- **What the task requires**: I would like you to print all the records below exactly as they are.
===== Extracted material =====
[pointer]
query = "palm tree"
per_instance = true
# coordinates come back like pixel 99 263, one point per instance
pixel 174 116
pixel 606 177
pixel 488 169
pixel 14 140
=====
- **Answer section**:
[pointer]
query = "palm tree"
per_instance = true
# coordinates come back like pixel 99 263, one point per instance
pixel 174 116
pixel 606 177
pixel 488 169
pixel 14 140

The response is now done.